» **Directions**: Restate all of the data precisely, omitting nothing.

» **Data for the task**:
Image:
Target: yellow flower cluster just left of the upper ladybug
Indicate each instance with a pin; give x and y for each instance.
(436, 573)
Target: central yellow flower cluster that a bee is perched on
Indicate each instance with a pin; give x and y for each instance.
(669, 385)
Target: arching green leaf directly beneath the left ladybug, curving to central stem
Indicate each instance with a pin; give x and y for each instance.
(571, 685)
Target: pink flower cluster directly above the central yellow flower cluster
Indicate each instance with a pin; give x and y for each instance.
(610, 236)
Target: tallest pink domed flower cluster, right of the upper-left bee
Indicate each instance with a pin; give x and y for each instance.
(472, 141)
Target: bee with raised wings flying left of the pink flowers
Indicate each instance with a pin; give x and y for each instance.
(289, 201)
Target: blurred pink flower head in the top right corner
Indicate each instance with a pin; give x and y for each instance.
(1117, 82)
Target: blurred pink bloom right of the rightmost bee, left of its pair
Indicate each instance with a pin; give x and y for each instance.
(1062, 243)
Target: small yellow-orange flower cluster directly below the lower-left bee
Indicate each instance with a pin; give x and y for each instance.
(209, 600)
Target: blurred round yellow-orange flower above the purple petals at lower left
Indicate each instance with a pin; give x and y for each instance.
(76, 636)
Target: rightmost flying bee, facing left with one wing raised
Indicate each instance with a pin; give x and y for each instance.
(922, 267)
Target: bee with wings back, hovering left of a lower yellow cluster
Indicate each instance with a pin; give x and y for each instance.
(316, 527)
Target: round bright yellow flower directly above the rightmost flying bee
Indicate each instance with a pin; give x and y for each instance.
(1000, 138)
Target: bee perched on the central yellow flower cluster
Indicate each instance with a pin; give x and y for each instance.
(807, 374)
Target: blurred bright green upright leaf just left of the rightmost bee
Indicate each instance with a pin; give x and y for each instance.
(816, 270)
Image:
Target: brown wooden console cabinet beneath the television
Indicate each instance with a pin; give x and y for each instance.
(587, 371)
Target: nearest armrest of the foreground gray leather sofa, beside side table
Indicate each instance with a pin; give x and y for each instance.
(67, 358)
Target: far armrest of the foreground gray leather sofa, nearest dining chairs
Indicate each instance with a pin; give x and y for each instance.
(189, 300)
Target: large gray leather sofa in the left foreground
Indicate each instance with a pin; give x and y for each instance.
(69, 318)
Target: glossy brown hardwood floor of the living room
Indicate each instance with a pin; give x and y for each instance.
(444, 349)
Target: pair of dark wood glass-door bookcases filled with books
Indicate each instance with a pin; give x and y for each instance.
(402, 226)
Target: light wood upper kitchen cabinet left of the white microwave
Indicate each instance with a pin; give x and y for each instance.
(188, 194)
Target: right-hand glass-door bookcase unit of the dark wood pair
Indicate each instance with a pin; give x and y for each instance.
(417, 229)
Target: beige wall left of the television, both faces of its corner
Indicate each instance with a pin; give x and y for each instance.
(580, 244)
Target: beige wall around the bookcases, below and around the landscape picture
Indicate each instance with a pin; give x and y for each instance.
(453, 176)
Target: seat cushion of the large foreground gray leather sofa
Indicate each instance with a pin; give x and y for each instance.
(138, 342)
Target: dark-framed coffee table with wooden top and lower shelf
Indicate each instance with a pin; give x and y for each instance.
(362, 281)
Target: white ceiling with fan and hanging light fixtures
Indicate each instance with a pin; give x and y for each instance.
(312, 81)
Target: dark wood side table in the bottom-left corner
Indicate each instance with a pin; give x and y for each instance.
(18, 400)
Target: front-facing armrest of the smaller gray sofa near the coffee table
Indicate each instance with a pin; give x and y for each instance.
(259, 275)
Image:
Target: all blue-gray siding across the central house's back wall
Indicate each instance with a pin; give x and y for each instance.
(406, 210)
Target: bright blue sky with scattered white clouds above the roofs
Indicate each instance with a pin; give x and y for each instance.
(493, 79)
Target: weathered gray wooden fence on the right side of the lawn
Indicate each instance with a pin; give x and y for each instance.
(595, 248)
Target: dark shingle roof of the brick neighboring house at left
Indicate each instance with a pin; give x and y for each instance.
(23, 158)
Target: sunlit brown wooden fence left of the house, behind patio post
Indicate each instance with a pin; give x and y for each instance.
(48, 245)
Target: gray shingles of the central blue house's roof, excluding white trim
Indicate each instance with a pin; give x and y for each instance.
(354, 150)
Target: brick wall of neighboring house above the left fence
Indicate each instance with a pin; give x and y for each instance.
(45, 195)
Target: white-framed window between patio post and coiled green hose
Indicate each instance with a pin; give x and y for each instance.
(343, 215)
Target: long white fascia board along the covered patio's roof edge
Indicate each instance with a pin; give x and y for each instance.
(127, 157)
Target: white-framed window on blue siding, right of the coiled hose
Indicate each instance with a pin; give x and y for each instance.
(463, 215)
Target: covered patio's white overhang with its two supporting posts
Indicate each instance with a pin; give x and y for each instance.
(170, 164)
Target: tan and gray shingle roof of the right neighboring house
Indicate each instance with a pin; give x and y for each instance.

» **Reply to the exercise**:
Image:
Target: yellow flower cluster just left of the upper ladybug
Indicate each instance with a pin; give x and y for each instance.
(436, 573)
Target: central yellow flower cluster that a bee is perched on
Indicate each instance with a pin; give x and y for each instance.
(669, 385)
Target: arching green leaf directly beneath the left ladybug, curving to central stem
Indicate each instance with a pin; give x and y for each instance.
(571, 685)
Target: pink flower cluster directly above the central yellow flower cluster
Indicate each instance with a pin; give x and y for each instance.
(610, 236)
Target: tallest pink domed flower cluster, right of the upper-left bee
Indicate each instance with a pin; give x and y for each instance.
(472, 141)
Target: bee with raised wings flying left of the pink flowers
Indicate each instance with a pin; give x and y for each instance.
(289, 201)
Target: blurred pink flower head in the top right corner
Indicate each instance with a pin; give x and y for each instance.
(1117, 82)
Target: blurred pink bloom right of the rightmost bee, left of its pair
Indicate each instance with a pin; give x and y for each instance.
(1062, 243)
Target: small yellow-orange flower cluster directly below the lower-left bee
Indicate each instance with a pin; give x and y for each instance.
(209, 600)
Target: blurred round yellow-orange flower above the purple petals at lower left
Indicate each instance with a pin; give x and y for each instance.
(76, 636)
Target: rightmost flying bee, facing left with one wing raised
Indicate each instance with a pin; give x and y for each instance.
(922, 267)
Target: bee with wings back, hovering left of a lower yellow cluster
Indicate each instance with a pin; give x and y for each instance.
(316, 527)
Target: round bright yellow flower directly above the rightmost flying bee
Indicate each instance with a pin; give x and y for each instance.
(1000, 138)
Target: bee perched on the central yellow flower cluster
Indicate each instance with a pin; give x and y for each instance.
(807, 374)
Target: blurred bright green upright leaf just left of the rightmost bee
Indicate each instance with a pin; give x and y for each instance.
(816, 270)
Image:
Target: brown wooden console cabinet beneath the television
Indicate each instance with a pin; give x and y for each instance.
(587, 371)
Target: nearest armrest of the foreground gray leather sofa, beside side table
Indicate each instance with a pin; give x and y for each instance.
(67, 358)
Target: far armrest of the foreground gray leather sofa, nearest dining chairs
Indicate each instance with a pin; give x and y for each instance.
(189, 300)
Target: large gray leather sofa in the left foreground
Indicate each instance with a pin; give x and y for each instance.
(69, 318)
Target: glossy brown hardwood floor of the living room
Indicate each instance with a pin; give x and y for each instance.
(444, 349)
Target: pair of dark wood glass-door bookcases filled with books
Indicate each instance with a pin; give x and y for each instance.
(402, 226)
Target: light wood upper kitchen cabinet left of the white microwave
Indicate each instance with a pin; give x and y for each instance.
(188, 194)
Target: right-hand glass-door bookcase unit of the dark wood pair
Indicate each instance with a pin; give x and y for each instance.
(417, 229)
Target: beige wall left of the television, both faces of its corner
Indicate each instance with a pin; give x and y for each instance.
(580, 244)
Target: beige wall around the bookcases, below and around the landscape picture
Indicate each instance with a pin; give x and y for each instance.
(453, 176)
Target: seat cushion of the large foreground gray leather sofa
Indicate each instance with a pin; give x and y for each instance.
(138, 342)
Target: dark-framed coffee table with wooden top and lower shelf
Indicate each instance with a pin; give x and y for each instance.
(362, 281)
Target: white ceiling with fan and hanging light fixtures
Indicate each instance with a pin; give x and y for each instance.
(312, 81)
Target: dark wood side table in the bottom-left corner
Indicate each instance with a pin; give x and y for each instance.
(18, 400)
Target: front-facing armrest of the smaller gray sofa near the coffee table
Indicate each instance with a pin; give x and y for each instance.
(259, 275)
Image:
Target: all blue-gray siding across the central house's back wall
Indicate each instance with a pin; give x and y for each instance.
(406, 210)
Target: bright blue sky with scattered white clouds above the roofs
Indicate each instance with a pin; give x and y for each instance.
(493, 79)
Target: weathered gray wooden fence on the right side of the lawn
Indicate each instance with a pin; give x and y for each instance.
(595, 248)
Target: dark shingle roof of the brick neighboring house at left
Indicate each instance with a pin; give x and y for each instance.
(23, 158)
Target: sunlit brown wooden fence left of the house, behind patio post
Indicate each instance with a pin; give x and y for each instance.
(48, 245)
Target: gray shingles of the central blue house's roof, excluding white trim
Indicate each instance with a pin; give x and y for each instance.
(354, 150)
Target: brick wall of neighboring house above the left fence
Indicate each instance with a pin; give x and y for each instance.
(45, 195)
Target: white-framed window between patio post and coiled green hose
Indicate each instance with a pin; give x and y for each instance.
(343, 215)
Target: long white fascia board along the covered patio's roof edge
Indicate each instance with a pin; give x and y for each instance.
(127, 157)
Target: white-framed window on blue siding, right of the coiled hose
Indicate each instance with a pin; give x and y for each instance.
(463, 215)
Target: covered patio's white overhang with its two supporting posts
Indicate each instance with a pin; give x and y for each instance.
(170, 164)
Target: tan and gray shingle roof of the right neighboring house
Indicate each instance with a pin; give x and y for each instance.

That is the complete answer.